[Outline annotation entries]
** BEGIN **

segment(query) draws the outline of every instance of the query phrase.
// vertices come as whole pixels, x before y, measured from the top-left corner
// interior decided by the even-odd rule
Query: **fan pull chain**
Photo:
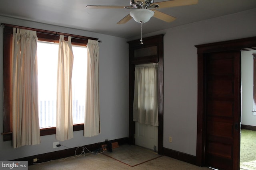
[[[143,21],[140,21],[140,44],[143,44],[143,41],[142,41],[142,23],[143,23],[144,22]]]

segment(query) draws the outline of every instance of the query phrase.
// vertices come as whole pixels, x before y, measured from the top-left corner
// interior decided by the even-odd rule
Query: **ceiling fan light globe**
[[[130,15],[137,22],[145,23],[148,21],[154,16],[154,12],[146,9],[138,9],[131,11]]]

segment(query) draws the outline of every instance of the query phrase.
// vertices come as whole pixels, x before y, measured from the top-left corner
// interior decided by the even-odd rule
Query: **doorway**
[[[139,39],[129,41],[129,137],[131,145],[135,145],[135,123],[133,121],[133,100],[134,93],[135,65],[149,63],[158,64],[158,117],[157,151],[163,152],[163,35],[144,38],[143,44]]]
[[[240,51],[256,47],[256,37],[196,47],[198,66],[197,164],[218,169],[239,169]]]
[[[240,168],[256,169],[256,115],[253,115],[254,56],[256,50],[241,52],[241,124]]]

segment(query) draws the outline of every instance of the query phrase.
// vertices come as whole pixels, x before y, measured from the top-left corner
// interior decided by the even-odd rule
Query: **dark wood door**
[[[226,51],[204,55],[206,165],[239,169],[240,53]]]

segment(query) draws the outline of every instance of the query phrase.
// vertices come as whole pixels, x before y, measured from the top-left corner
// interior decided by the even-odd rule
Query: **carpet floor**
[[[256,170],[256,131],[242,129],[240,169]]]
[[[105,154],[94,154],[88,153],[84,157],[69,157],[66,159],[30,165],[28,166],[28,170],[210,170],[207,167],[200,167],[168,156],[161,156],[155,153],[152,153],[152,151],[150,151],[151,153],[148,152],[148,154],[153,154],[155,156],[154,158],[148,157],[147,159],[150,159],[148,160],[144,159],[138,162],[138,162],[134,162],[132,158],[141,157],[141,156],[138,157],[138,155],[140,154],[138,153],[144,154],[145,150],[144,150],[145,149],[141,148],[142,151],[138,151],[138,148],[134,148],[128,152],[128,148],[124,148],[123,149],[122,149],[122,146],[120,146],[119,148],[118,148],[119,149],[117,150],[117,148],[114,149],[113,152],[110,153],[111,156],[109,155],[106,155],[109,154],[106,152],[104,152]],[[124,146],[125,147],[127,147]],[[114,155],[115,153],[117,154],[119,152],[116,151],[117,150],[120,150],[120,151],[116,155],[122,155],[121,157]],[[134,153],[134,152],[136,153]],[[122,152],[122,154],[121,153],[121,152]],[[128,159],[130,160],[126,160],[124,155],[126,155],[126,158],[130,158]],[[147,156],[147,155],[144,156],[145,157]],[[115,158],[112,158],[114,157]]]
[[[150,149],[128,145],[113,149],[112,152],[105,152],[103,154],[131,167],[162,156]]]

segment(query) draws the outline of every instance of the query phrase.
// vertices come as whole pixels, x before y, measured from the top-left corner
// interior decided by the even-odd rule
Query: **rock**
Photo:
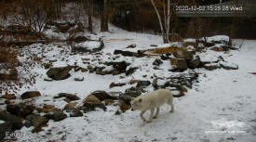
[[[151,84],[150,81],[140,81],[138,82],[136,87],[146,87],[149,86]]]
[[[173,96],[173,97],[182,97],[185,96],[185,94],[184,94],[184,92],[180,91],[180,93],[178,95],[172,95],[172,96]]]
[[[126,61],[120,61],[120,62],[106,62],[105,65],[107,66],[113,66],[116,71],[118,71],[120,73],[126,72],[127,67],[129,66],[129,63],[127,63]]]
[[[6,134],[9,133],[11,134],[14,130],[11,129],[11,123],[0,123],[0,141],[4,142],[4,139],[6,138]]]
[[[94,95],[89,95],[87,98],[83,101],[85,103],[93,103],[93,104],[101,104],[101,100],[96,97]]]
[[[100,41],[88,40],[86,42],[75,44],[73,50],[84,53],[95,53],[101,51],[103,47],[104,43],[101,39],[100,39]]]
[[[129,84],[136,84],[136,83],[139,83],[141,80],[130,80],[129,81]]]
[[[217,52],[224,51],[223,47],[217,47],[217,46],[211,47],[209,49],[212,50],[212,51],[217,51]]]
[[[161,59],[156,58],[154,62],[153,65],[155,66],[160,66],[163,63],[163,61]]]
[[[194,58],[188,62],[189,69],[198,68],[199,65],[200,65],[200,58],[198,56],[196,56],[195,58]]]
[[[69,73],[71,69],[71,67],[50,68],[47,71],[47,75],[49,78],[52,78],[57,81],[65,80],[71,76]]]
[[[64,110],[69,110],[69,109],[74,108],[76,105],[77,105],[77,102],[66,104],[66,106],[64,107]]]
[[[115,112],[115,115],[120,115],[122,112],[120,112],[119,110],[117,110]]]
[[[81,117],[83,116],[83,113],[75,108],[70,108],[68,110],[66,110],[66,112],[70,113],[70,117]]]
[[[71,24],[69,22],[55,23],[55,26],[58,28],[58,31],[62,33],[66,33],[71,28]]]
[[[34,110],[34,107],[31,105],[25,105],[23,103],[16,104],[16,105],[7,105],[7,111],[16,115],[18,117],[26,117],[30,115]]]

** END **

### Written problem
Convert every line of the entries above into a numbered list, skipping blank lines. Leave the pictures out of the answer.

### Exercise output
1. segment(query) draws the outline of every instance of the query phrase.
2. // vertices come as whole pixels, x before y, measured from the top-left corner
3. // interior decided by the even-odd rule
4. Query: **fan pull chain**
5. Photo:
6. [[[143,21],[140,21],[140,44],[143,44],[143,41],[142,41],[142,23],[143,23],[144,22]]]
7. segment(query) draws the outline of every instance of the query phrase.
8. // vertices come as whole pixels, x before y, measured from the top-left corner
9. // interior decided by the even-odd rule
10. Query: **ceiling fan light globe**
11. [[[130,15],[137,22],[145,23],[148,21],[154,16],[154,12],[146,9],[138,9],[131,11]]]
12. segment(query) draws the outline of every instance of the query phrase.
13. // vertices come as whole pixels, x before y, measured from the top-left corner
14. // interior decided by the even-odd rule
15. Query: **doorway**
16. [[[139,39],[129,41],[129,137],[131,145],[135,145],[135,123],[133,121],[133,100],[134,93],[135,65],[149,63],[158,64],[158,117],[157,151],[163,152],[163,35],[144,38],[143,44]]]
17. [[[240,51],[256,47],[256,37],[196,47],[198,66],[197,164],[218,169],[239,169]]]
18. [[[240,168],[256,169],[256,115],[253,115],[254,56],[256,50],[241,52],[241,124]]]
19. segment(query) draws the outline of every instance of the query phrase.
20. // vertices come as whole pixels, x before y, measured from the top-left corner
21. // interior decided by the even-odd rule
22. Query: **dark wood door**
23. [[[226,51],[204,55],[206,165],[239,169],[240,53]]]
24. segment(query) draws the outline of every instance of the query phrase.
25. // vertices come as whole pixels, x before y, measured from the top-left corner
26. // interior decided by the even-odd rule
27. Query: **carpet floor**
28. [[[256,170],[256,131],[242,129],[240,169]]]
29. [[[105,154],[94,154],[88,153],[84,157],[69,157],[66,159],[30,165],[28,166],[28,170],[210,170],[207,167],[200,167],[168,156],[161,156],[155,153],[152,153],[152,151],[150,151],[151,153],[148,152],[148,154],[153,154],[155,156],[154,158],[148,157],[147,159],[150,159],[148,160],[144,159],[138,162],[138,162],[134,162],[132,158],[141,157],[141,156],[138,157],[138,155],[140,154],[138,153],[144,154],[145,150],[144,150],[145,149],[141,148],[142,151],[138,151],[138,148],[134,148],[128,152],[128,148],[124,148],[123,149],[122,149],[122,146],[120,146],[119,148],[118,148],[119,149],[117,150],[117,148],[114,149],[113,152],[110,153],[111,156],[109,155],[106,155],[109,154],[106,152],[104,152]],[[124,146],[125,147],[127,147]],[[114,155],[115,153],[117,154],[119,152],[116,151],[117,150],[120,150],[120,151],[116,155],[122,155],[121,157]],[[134,153],[134,152],[136,153]],[[122,152],[122,154],[121,153],[121,152]],[[128,159],[130,160],[126,160],[124,155],[126,155],[126,158],[130,158]],[[147,156],[147,155],[144,156],[145,157]],[[115,158],[112,158],[114,157]]]
30. [[[150,149],[128,145],[113,149],[112,152],[105,152],[103,154],[131,167],[162,156]]]
31. segment(query) draws the outline of every instance of the query phrase.
32. // vertices come as whole pixels, x before y, measured from the top-left corner
33. // interior decided by the even-odd rule
34. Query: **rock**
35. Photo:
36. [[[151,84],[150,81],[140,81],[138,82],[136,87],[146,87],[149,86]]]
37. [[[173,96],[173,97],[182,97],[185,96],[185,94],[184,94],[184,92],[180,91],[180,93],[178,95],[172,95],[172,96]]]
38. [[[126,61],[120,61],[120,62],[106,62],[105,65],[107,66],[113,66],[116,71],[118,71],[120,73],[126,72],[127,67],[129,66],[129,63],[127,63]]]
39. [[[6,134],[9,133],[11,134],[14,130],[11,129],[11,123],[0,123],[0,141],[4,142],[4,139],[6,138]]]
40. [[[94,95],[89,95],[87,98],[83,101],[85,103],[93,103],[93,104],[101,104],[101,100],[96,97]]]
41. [[[100,41],[88,40],[86,42],[75,44],[73,50],[84,53],[95,53],[101,51],[103,47],[104,43],[101,39],[100,39]]]
42. [[[129,84],[136,84],[136,83],[139,83],[141,80],[130,80],[129,81]]]
43. [[[217,52],[224,51],[223,47],[217,47],[217,46],[211,47],[209,49],[212,50],[212,51],[217,51]]]
44. [[[161,59],[156,58],[154,62],[153,65],[155,66],[160,66],[163,63],[163,61]]]
45. [[[194,58],[188,62],[189,69],[198,68],[199,65],[200,65],[200,58],[198,56],[196,56],[195,58]]]
46. [[[69,73],[71,69],[71,67],[50,68],[47,71],[47,75],[49,78],[52,78],[57,81],[65,80],[71,76]]]
47. [[[64,110],[69,110],[69,109],[74,108],[76,105],[77,105],[77,102],[66,104],[66,106],[64,107]]]
48. [[[115,112],[115,115],[120,115],[122,112],[120,112],[119,110],[117,110]]]
49. [[[81,117],[83,116],[83,113],[75,108],[70,108],[68,110],[66,110],[66,112],[70,113],[70,117]]]
50. [[[71,24],[69,22],[55,23],[55,26],[58,28],[58,31],[62,33],[66,33],[71,28]]]
51. [[[34,110],[34,107],[31,105],[25,105],[23,103],[16,104],[16,105],[7,105],[7,111],[16,115],[18,117],[26,117],[30,115]]]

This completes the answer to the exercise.